Can you output the records below exactly as they are written?

### SUPPLIED ENTRIES
^^^^^^^^^^^^^^^^

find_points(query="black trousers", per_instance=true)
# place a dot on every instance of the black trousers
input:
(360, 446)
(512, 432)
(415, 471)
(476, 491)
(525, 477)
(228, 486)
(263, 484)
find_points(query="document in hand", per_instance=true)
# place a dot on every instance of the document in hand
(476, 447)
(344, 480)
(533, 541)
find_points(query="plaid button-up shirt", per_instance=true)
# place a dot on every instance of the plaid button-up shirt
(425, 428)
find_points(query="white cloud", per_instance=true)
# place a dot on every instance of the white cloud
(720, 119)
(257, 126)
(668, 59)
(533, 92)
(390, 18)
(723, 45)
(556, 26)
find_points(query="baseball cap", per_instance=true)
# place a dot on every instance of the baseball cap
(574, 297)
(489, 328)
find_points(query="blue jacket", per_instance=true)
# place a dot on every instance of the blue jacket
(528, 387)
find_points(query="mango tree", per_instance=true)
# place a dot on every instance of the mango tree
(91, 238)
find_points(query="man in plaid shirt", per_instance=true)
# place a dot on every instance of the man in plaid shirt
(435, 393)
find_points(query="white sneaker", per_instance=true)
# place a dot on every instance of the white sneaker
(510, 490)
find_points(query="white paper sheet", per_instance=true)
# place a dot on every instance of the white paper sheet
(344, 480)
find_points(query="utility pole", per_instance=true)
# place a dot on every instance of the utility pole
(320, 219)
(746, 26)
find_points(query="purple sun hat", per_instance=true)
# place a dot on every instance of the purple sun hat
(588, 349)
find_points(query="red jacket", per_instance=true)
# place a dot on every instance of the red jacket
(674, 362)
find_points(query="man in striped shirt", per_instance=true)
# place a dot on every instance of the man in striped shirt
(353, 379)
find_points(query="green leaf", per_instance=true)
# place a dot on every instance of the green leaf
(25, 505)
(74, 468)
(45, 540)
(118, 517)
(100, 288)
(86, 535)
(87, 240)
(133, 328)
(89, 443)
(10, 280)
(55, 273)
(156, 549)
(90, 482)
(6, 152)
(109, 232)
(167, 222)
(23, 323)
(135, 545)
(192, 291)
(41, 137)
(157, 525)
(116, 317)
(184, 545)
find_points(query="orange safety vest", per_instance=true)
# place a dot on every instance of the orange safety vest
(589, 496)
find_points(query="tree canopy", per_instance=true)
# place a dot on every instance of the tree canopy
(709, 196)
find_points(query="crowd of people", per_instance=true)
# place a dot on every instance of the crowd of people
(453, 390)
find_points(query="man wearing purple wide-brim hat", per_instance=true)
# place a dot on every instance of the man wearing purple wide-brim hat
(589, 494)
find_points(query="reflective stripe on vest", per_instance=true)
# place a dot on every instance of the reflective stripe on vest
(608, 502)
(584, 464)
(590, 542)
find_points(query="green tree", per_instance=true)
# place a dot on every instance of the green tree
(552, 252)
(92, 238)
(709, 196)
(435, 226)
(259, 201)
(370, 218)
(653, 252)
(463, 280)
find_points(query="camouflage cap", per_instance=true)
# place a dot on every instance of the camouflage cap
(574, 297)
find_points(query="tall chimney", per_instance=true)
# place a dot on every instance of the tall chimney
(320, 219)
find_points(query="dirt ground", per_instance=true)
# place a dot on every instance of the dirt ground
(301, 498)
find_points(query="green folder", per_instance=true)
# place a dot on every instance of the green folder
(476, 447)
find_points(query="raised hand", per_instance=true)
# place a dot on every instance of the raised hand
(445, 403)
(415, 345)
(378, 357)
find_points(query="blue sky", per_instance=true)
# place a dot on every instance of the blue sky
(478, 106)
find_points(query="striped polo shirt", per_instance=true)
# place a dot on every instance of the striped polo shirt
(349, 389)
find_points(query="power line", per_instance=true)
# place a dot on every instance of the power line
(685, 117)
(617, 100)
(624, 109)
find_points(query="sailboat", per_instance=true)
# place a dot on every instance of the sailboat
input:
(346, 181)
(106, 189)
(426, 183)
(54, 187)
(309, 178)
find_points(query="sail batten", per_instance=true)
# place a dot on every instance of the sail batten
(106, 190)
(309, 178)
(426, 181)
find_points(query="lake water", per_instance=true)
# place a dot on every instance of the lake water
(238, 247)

^^^^^^^^^^^^^^^^

### THE RESPONSE
find_points(query="black trousers", per_instance=true)
# place a dot on every instance of the black trousers
input:
(360, 446)
(512, 432)
(415, 471)
(476, 491)
(525, 477)
(228, 486)
(263, 484)
find_points(query="document in hand", per_instance=true)
# place a dot on every instance of the document in hand
(476, 447)
(344, 480)
(533, 541)
find_points(query="plaid button-up shirt", per_instance=true)
# place a dot on every instance of the plaid button-up shirt
(425, 428)
find_points(query="white cloud", per_instance=true)
# place a dot on every instance of the white cloud
(720, 119)
(257, 126)
(668, 59)
(533, 92)
(390, 18)
(723, 45)
(556, 26)
find_points(query="baseball cap", per_instance=true)
# place a dot on every instance of the baseball cap
(574, 297)
(489, 328)
find_points(query="blue jacket", per_instance=true)
# place a dot on every instance of the blue jacket
(528, 387)
find_points(query="mango tree", per_instance=true)
# place a dot on every instance of the mango tree
(91, 238)
find_points(query="man in plaid shirt", per_instance=true)
# place a dot on every instance of the man in plaid shirt
(435, 393)
find_points(query="white sneaker", per_instance=true)
# place a dot on every instance of the white sneaker
(510, 490)
find_points(query="white paper sheet", per_instance=true)
# place a dot on every instance of the white paper sheet
(344, 480)
find_points(query="utility pole", per_instance=true)
# place a dot on every instance of the utility pole
(320, 219)
(746, 26)
find_points(query="purple sun hat", per_instance=true)
# place a dot on every instance of the purple sun hat
(588, 349)
find_points(query="red jacket", per_instance=true)
# place a dot on every instance of the red jacket
(674, 362)
find_points(query="man in striped shirt", per_instance=true)
# place a dot on every instance of the man in striped shirt
(353, 379)
find_points(query="green leaf", per_instance=true)
# place a dot on every instance of the green leaf
(25, 505)
(74, 468)
(45, 540)
(118, 517)
(100, 288)
(86, 535)
(87, 240)
(133, 328)
(89, 443)
(10, 280)
(55, 273)
(156, 549)
(90, 482)
(6, 152)
(109, 232)
(167, 222)
(23, 323)
(135, 545)
(192, 291)
(41, 137)
(157, 525)
(116, 317)
(184, 545)
find_points(query="orange safety vest", per_instance=true)
# place a dot on every instance of the orange safety vest
(589, 496)
find_points(query="tree canopy", per_instance=true)
# place a dot on every instance of the tree canopy
(709, 196)
find_points(query="crowd of people", per_instance=true)
# place a dot on every instance of the crowd of people
(453, 390)
find_points(query="man wearing purple wide-brim hat", per_instance=true)
# place a dot on every instance of the man wearing purple wide-brim hat
(589, 494)
find_points(query="reflective stripe on vest", per_instance=true)
# place a dot on every instance of the reflective stripe on vest
(608, 502)
(584, 464)
(590, 542)
find_points(query="green tree", per_instance=true)
# place a dot on every instance of the green tree
(552, 252)
(92, 238)
(709, 196)
(435, 226)
(259, 201)
(370, 218)
(653, 252)
(463, 280)
find_points(query="camouflage cap", per_instance=true)
# place a dot on every instance of the camouflage cap
(574, 297)
find_points(query="tall chimney", per_instance=true)
# place a dot on every instance of the tall chimney
(320, 219)
find_points(query="dirt ground", per_instance=true)
# place a dot on every instance of the dirt ground
(301, 498)
find_points(query="green folder", per_instance=true)
# place a dot on every instance of the green folder
(476, 447)
find_points(query="raised hand", per_instance=true)
# place a dot on every instance of the raised hand
(445, 403)
(415, 345)
(378, 357)
find_points(query="blue sky", per_instance=true)
# place a dot on every instance of the blue sky
(478, 106)
find_points(query="striped polo shirt", per_instance=true)
# place a dot on every instance of the striped polo shirt
(349, 389)
find_points(query="power line", per_instance=true)
# place a dot on every instance of the power line
(685, 117)
(617, 100)
(624, 109)
find_points(query="sailboat", per_instance=true)
# place a dot on every instance of the sailboat
input:
(346, 181)
(106, 189)
(426, 183)
(54, 187)
(309, 178)
find_points(query="sail batten", per_instance=true)
# place a dot on every instance of the sail batten
(106, 190)
(309, 178)
(426, 181)
find_points(query="lake water", per_instance=true)
# place a dot on every instance of the lake water
(238, 247)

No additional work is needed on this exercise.